= SELECTED TEXT =
Are you noticing a trend here? The last post was called “October in Japan”, now I’m writing a post called “November in Japan”. The creativity is just pouring out of me!
October 31 and November 1 was the Saitama JET Mid-Year conference. Now, if you were to ask me, “Lauren, when do you think the Mid-Year conference is?” I would answer, “Well, by virtue of it being called the ‘Mid Year’ conference, I would say it would be roughly 5 or 6 months after I get to Japan.” “Sorry, Lauren, it’s actually going to be 2 months after you get to Japan.” “Blerg!”
After I got over the fact that the Mid Year conference wasn’t mid year at all, I headed to Omiya and followed the trail of foreigners to Sonic City. We sat through an interesting but essentially useless lecture about using poetry in the class room. I say useless because I think native English speakers would have had trouble with the activity, much less Japanese junior high schoolers. After lunch, we had a workshop about the “expectations” and the “realities” of being an ALT in Japan. In other words, “Bitch Session.” I feel a little guilty, however, because compared to most of the other JETs I met, I have to say I have it pretty good. ALTs were telling stories about teachers not telling them when and where Sports Day or festivals were, about their kids reading and walking out of class, about teachers being mean to them, or not using them in the classroom at all. Meanwhile, I’m sitting there thinking, “I don’t have anything to complain about.”

= REQUIRED WORK =
Write the next part of the blog post above about November in Japan and the Saitama JET Mid-Year conference, starting right after its last sentence.

= DATA SHOWN =
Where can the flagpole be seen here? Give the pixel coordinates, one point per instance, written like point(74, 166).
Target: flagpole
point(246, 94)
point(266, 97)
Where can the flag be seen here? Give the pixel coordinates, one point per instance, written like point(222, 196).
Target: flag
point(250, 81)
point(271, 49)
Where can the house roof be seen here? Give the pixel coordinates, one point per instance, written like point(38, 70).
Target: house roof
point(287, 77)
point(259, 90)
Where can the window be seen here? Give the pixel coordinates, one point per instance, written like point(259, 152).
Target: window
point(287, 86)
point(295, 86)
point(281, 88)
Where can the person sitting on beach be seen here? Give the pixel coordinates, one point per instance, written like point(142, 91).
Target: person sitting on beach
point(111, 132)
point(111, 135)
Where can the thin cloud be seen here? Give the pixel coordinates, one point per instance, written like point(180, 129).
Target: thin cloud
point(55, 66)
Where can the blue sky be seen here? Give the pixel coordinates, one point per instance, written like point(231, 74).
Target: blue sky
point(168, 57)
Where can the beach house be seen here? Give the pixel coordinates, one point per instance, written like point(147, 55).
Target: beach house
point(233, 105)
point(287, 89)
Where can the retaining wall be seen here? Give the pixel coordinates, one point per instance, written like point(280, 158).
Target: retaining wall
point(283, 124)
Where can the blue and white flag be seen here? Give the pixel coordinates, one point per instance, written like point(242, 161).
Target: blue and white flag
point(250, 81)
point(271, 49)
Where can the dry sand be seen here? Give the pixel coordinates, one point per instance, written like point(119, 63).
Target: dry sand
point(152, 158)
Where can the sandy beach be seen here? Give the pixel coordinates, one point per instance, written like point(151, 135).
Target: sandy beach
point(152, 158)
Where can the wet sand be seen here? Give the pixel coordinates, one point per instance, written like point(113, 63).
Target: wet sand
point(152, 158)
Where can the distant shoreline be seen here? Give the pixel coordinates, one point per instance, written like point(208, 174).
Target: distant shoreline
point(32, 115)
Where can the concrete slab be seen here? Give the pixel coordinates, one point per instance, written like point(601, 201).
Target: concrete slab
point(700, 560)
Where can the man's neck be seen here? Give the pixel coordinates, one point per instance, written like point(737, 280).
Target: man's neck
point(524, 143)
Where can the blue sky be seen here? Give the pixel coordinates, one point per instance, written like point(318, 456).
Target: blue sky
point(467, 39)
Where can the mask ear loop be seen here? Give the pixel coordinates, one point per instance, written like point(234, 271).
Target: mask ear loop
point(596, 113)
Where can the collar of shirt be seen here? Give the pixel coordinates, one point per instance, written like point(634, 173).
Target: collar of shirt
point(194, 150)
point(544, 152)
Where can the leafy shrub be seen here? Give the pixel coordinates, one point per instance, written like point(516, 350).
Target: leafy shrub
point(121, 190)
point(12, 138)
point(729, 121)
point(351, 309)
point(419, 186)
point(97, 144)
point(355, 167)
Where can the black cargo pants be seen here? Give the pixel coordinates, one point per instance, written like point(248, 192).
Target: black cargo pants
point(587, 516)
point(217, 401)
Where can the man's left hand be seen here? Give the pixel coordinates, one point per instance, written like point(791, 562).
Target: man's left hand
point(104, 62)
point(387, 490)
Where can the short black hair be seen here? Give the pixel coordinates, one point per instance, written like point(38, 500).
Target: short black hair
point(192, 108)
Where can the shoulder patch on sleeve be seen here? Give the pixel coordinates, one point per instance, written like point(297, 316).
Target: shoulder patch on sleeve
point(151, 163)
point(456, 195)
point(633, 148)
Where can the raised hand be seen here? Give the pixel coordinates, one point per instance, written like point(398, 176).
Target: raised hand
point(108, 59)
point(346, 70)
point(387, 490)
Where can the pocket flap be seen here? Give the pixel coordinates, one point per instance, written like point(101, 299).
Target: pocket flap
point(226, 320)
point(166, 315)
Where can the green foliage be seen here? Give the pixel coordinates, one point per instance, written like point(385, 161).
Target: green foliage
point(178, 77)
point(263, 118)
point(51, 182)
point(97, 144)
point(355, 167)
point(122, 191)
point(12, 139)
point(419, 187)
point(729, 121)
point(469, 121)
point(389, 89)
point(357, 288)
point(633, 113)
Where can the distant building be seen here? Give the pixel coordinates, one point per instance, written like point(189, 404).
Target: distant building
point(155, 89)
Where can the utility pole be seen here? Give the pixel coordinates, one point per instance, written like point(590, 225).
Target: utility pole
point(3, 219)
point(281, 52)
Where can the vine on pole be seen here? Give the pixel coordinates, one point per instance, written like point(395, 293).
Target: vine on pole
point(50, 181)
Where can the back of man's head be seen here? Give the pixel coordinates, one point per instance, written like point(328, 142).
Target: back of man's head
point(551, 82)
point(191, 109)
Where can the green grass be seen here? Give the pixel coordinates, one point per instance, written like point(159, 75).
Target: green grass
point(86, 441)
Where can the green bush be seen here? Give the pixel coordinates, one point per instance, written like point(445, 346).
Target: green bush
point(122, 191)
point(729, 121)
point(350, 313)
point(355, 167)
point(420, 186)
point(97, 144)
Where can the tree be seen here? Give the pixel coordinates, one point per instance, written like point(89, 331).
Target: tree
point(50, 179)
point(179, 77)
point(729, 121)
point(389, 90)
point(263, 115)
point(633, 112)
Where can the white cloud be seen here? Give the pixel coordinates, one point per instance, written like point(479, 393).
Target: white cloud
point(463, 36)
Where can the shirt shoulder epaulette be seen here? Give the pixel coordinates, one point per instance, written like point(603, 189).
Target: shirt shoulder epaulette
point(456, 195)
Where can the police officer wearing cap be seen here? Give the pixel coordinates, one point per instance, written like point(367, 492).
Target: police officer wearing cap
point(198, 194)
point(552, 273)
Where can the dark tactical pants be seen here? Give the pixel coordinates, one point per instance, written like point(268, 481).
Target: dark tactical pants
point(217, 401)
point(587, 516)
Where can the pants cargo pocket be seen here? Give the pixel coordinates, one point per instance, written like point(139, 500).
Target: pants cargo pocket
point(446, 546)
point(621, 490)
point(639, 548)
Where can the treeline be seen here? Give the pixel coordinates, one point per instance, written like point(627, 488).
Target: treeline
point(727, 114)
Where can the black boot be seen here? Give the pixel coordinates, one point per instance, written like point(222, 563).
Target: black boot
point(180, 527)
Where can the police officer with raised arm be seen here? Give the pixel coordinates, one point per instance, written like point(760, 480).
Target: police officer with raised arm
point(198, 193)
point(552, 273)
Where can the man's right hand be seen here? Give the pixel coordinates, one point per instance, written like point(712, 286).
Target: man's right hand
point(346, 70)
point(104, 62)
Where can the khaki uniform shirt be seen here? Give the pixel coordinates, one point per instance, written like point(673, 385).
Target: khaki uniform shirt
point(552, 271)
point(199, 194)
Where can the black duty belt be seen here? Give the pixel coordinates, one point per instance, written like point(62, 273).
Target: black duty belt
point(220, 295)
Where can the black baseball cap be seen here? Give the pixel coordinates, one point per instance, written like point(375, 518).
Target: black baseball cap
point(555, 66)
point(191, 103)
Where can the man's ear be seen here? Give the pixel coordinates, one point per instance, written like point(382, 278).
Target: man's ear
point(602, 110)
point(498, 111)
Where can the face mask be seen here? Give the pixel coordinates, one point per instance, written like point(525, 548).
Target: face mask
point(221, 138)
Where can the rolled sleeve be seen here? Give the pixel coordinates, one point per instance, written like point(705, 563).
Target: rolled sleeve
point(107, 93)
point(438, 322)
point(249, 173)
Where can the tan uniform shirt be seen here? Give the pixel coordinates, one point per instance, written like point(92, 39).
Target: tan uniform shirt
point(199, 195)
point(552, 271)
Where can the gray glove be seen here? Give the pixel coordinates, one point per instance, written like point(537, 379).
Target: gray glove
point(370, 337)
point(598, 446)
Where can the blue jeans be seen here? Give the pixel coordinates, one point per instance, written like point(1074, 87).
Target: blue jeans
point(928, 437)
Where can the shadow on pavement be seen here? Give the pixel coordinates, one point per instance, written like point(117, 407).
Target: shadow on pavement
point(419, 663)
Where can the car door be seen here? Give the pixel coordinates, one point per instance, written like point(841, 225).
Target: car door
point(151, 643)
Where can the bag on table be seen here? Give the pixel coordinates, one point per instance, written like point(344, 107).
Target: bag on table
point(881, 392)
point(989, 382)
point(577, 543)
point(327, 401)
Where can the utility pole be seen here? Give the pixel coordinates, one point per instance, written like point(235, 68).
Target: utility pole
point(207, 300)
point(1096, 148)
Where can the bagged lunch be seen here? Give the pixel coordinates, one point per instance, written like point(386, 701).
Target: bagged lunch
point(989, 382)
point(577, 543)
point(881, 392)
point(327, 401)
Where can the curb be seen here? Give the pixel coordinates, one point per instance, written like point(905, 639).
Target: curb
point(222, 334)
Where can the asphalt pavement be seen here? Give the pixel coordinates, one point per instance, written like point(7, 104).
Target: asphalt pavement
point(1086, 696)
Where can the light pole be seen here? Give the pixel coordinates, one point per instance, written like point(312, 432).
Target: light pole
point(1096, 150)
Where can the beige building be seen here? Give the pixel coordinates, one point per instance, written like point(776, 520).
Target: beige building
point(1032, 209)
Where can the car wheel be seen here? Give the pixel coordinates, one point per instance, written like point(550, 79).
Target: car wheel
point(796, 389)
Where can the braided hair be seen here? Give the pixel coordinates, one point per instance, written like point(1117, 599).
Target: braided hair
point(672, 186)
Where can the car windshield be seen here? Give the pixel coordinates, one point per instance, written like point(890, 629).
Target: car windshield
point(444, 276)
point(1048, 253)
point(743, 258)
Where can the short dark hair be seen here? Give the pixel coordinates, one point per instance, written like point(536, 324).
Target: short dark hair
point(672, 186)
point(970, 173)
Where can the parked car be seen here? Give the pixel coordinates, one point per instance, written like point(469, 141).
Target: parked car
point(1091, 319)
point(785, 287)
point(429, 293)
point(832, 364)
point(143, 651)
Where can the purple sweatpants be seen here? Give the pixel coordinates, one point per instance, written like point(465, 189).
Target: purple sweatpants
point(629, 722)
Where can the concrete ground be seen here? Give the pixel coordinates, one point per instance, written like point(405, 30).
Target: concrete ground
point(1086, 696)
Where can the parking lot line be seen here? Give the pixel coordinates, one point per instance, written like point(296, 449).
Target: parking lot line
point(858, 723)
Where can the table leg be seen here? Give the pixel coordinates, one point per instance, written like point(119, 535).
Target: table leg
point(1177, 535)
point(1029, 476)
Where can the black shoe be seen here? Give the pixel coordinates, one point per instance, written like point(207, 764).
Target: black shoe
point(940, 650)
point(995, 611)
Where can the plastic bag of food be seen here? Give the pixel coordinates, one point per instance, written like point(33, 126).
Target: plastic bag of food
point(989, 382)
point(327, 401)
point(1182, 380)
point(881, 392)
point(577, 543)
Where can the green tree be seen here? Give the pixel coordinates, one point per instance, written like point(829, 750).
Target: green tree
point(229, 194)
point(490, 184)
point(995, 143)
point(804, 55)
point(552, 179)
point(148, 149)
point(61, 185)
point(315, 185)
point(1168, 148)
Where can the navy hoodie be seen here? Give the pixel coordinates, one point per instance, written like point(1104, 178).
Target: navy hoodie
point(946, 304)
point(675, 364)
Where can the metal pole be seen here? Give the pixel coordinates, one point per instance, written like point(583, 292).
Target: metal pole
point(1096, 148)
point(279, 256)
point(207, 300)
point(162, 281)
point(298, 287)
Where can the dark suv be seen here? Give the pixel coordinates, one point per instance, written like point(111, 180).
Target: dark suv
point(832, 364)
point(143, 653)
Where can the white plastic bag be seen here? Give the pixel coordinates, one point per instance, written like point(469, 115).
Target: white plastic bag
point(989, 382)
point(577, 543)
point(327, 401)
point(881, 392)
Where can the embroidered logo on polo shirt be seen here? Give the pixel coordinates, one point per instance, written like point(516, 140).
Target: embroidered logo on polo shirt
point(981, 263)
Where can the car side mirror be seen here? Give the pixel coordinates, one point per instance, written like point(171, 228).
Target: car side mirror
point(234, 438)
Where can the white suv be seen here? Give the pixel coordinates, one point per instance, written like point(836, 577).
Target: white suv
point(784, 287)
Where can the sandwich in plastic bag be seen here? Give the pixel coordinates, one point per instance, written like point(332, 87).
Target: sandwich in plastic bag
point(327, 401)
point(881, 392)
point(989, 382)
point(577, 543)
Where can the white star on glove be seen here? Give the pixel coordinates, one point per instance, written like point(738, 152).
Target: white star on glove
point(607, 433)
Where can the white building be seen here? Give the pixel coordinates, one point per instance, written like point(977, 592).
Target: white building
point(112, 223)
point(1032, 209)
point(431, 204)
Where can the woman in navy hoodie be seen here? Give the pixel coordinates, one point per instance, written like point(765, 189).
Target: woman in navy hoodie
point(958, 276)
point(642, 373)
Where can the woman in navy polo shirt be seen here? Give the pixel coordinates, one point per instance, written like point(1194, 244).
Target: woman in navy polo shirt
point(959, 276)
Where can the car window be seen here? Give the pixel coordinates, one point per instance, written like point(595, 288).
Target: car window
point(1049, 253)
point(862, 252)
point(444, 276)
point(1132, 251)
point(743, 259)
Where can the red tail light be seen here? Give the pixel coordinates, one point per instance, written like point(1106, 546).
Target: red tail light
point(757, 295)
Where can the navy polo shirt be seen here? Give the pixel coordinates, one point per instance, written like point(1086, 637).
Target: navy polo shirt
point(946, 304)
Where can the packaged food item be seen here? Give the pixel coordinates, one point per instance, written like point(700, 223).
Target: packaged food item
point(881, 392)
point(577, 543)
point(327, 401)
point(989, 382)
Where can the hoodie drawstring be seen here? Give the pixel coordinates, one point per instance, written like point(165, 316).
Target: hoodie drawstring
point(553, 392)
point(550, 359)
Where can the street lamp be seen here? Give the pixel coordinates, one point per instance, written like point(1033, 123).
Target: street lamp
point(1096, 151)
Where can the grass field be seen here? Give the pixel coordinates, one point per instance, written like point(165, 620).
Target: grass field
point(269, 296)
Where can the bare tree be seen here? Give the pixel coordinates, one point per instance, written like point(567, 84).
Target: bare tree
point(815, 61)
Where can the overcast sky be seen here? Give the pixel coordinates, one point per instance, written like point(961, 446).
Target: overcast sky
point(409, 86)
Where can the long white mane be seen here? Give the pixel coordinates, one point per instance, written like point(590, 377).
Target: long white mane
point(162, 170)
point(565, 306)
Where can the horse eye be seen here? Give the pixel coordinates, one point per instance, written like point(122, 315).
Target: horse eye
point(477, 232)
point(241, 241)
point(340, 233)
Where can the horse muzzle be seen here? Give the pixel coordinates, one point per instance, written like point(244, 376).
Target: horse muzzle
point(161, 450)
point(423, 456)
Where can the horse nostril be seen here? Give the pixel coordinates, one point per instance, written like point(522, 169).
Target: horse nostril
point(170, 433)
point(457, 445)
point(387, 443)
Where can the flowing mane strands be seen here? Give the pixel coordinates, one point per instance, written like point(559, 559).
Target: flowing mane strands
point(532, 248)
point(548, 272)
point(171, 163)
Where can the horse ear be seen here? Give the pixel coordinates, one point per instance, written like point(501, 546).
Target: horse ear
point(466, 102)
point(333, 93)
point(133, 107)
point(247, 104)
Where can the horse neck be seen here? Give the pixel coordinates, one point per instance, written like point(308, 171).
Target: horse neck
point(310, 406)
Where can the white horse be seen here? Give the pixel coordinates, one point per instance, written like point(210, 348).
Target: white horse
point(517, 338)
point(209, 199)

= TASK ANSWER =
At the end of Day 1, we went drinking at The Hub. It seems that whenever I go out with foreigners, I end up at the most Western-style place around. This particular bar was a “pub” that was airing a rugby game and having a Jack Daniel’s happy hour. The JTE from East Junior High, Mr. Aizawa, came with us, and he could not get over the fact that he was out drinking at a time when he would normally be at school. So we watched Rugby, I met some JETs that lived near me, it was good times.
Day 2, the day started off with another lecture about how to be a good ALT and how to be a bad one. Then a Japanese man who was a coordinator of something or another came in and said in the extremely solemn tone. “I guess you haven’t heard what happened, I will tell you.” We were all at the edge of our seat, waiting to hear about an accident or a train derailment or something. “10 ALTs check in this morning and . . .” The tension was thick, were they in a terrible accident, were they hospitalized? “. . . And then left.” Man, here we thought someone had died or something, and it turned out they just skipped out on a lecture. After a couple workshops, I went and had Okonomiyaki, which is awesome btw, and then I ended up at The Hub again! In Japan, whenever you enter any kind of shop, they shout, “Irashaimase!” which is just a set phrase meaning “welcome, coming in, please buy something”, so the Hub Worker was saying that to everyone, then saw me and said, “Irashaima–he-hey” like I was some kind of regular.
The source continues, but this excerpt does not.